** Task material follows **

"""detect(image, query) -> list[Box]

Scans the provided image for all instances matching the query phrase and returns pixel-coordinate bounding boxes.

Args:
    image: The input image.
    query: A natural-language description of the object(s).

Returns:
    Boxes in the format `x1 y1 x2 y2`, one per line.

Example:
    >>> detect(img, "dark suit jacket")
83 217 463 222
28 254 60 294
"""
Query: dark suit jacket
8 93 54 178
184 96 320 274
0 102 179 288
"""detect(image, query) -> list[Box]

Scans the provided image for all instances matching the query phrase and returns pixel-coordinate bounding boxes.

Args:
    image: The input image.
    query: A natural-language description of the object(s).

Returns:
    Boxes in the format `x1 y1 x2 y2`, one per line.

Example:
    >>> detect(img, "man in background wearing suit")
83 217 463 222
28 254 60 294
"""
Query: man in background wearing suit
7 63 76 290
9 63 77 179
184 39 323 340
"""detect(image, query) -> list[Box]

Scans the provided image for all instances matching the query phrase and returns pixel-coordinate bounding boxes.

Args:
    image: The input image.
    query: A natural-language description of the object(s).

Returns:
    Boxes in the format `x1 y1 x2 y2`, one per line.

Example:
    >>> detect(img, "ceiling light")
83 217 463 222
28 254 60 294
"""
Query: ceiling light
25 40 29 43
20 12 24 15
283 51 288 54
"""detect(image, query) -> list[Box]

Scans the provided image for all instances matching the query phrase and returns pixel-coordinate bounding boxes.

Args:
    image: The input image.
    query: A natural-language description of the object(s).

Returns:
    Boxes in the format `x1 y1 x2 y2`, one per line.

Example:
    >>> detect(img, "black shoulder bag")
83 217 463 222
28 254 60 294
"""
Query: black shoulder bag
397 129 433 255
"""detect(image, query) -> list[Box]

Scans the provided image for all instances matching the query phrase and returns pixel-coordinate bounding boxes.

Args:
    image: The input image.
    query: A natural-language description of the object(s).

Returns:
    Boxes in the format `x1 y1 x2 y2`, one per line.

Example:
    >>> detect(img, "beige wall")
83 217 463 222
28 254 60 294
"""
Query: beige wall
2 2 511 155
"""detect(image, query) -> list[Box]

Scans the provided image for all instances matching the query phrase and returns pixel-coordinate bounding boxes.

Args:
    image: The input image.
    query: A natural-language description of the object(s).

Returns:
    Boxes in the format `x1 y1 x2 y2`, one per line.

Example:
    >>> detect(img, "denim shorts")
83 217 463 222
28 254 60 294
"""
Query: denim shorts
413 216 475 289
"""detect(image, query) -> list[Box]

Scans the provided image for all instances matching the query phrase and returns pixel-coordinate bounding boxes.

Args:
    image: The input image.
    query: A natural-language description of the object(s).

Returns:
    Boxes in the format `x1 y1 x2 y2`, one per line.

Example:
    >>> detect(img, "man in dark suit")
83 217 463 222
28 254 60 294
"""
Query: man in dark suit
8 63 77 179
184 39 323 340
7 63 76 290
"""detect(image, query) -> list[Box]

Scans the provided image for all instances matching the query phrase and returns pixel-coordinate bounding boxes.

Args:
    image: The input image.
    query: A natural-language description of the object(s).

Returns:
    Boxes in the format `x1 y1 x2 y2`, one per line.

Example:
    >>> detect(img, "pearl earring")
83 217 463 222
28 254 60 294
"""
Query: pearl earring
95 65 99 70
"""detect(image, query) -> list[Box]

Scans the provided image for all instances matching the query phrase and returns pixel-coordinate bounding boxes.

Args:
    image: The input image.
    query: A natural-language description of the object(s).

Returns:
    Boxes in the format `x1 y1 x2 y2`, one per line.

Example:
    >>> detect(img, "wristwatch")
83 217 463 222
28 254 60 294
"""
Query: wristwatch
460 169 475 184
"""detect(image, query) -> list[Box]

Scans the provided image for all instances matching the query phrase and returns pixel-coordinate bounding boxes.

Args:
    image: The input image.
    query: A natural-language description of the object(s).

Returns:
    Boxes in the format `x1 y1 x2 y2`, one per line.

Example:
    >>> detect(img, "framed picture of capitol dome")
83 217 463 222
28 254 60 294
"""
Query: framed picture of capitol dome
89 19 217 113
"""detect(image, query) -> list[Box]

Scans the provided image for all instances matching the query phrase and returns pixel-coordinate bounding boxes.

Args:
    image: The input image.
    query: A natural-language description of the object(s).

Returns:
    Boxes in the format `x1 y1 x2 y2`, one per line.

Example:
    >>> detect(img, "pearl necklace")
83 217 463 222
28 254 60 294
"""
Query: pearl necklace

** End of Task material **

Task instructions.
The records are to be retyped exactly. No line may be skipped.

Answer section.
"""detect(image, query) -> list[Box]

Scans the provided image for all instances matching the query phrase and returns pixel-coordinate bounding boxes.

Args:
    image: The input image.
    query: A natural-language description of the object(s).

Returns:
    Boxes in the format `x1 y1 x2 y2`, one per line.

Example:
    >>> detect(img, "dark suit jacket")
83 217 463 222
28 254 60 294
"""
Query: dark suit jacket
8 93 54 178
184 96 320 274
0 102 179 288
"""detect(image, query) -> list[Box]

Scans the provided image for all instances matching the query phrase and returns pixel-coordinate bounding boxes.

Args:
    image: The input image.
    query: A natural-language description of the object(s).

Returns:
    Boxes in the format `x1 y1 x2 y2`, one per line.

Example:
    >>> detect(img, "man in background wearing suit")
83 217 463 222
28 254 60 294
"""
Query: man in background wearing suit
7 63 76 290
9 63 77 179
184 39 323 340
"""detect(image, query) -> list[Box]

Scans the provided image for all instances matching the query phrase and returns pixel-coordinate bounding boxes.

Args:
    image: The input image.
    query: A natural-language description of the object(s).

Returns:
    Boxes in the format `x1 y1 x2 y2`, one per line.

Example:
    >>> detect(img, "ceiling light")
83 217 463 222
28 254 60 294
"""
Query: ceiling light
25 40 29 43
20 12 24 15
283 51 288 54
"""detect(image, query) -> list[Box]

Scans the provided image for all instances matching the query phrase and returns pixel-coordinate bounding boxes.

Args:
    image: The input image.
    query: A natural-language description of the object(s).

Returns:
    Boxes in the format `x1 y1 x2 y2`, one per line.

Example:
    >>> detect(img, "black shoulder bag")
83 217 463 222
28 254 60 294
"""
Query: black shoulder bag
397 129 433 255
"""detect(image, query) -> list[Box]

Scans the provided image for all instances matching the query phrase and returns pixel-coordinate bounding boxes.

Args:
    image: The input image.
    query: A natural-language description of the object(s).

Returns:
    Boxes in the format `x1 y1 x2 y2`, one per line.

Example:
    >>> detect(img, "beige wall")
83 217 463 222
28 254 60 294
"""
Query: beige wall
2 2 511 155
"""detect(image, query) -> list[Box]

Scans the provided image for all instances matching the query phrase and returns pixel-coordinate bounding boxes.

Args:
    image: The input image.
    query: A natural-language description of the object(s).

Returns:
    Boxes in the format `x1 y1 x2 y2`, one per line.

Example:
    >>> detect(img, "denim shorts")
83 217 463 222
28 254 60 294
"""
Query: denim shorts
413 216 475 289
"""detect(image, query) -> list[Box]

Scans the provided image for all instances matching the query phrase and returns pixel-coordinate bounding boxes.

Args:
    image: The input image.
    query: A natural-language description of the object(s).

Returns:
    Boxes in the format `x1 y1 x2 y2`, one per line.

Example:
    >>> detect(img, "man in dark suit")
83 217 463 222
28 254 60 294
"""
Query: man in dark suit
8 63 77 179
184 39 323 340
7 63 76 290
"""detect(image, query) -> list[Box]

Scans the provided image for all instances matching the query phrase and returns pixel-coordinate bounding boxes.

Args:
    image: The input image.
    query: A natural-language description of the object(s).

Returns:
    Boxes in the format `x1 y1 x2 y2`, one per line.

Example:
    >>> detect(img, "pearl earring")
83 217 463 222
28 254 60 294
"""
Query: pearl earring
95 65 99 70
"""detect(image, query) -> list[Box]

Scans the provided image for all instances matching the query phrase and returns pixel-coordinate bounding boxes.

Args:
    image: The input image.
    query: A natural-language description of the object(s).

Returns:
    Boxes in the format `x1 y1 x2 y2`, one per line.

Example:
    >>> detect(img, "wristwatch")
83 217 463 222
28 254 60 294
"""
Query: wristwatch
460 169 475 184
"""detect(image, query) -> list[Box]

Scans the provided image for all instances matching the query phrase and returns pixel-coordinate bounding boxes.

Args:
    image: The input image.
    query: A natural-language description of the object(s).

Returns:
    Boxes in the format `x1 y1 x2 y2`, one per line.

Example:
    >>> detect(img, "framed picture of capitol dome")
83 217 463 222
28 254 60 294
"""
Query: framed picture of capitol dome
89 19 217 113
"""detect(image, query) -> list[Box]

Scans the provided image for all instances matching the query phrase and returns pixel-coordinate bounding boxes.

Args:
    image: The input image.
    query: A natural-language description of the object(s).

Returns:
    Boxes in the format `x1 y1 x2 y2`, one per line.

Example:
    >>> detect(img, "pearl necklace")
83 217 463 222
28 254 60 294
"""
Query: pearl necklace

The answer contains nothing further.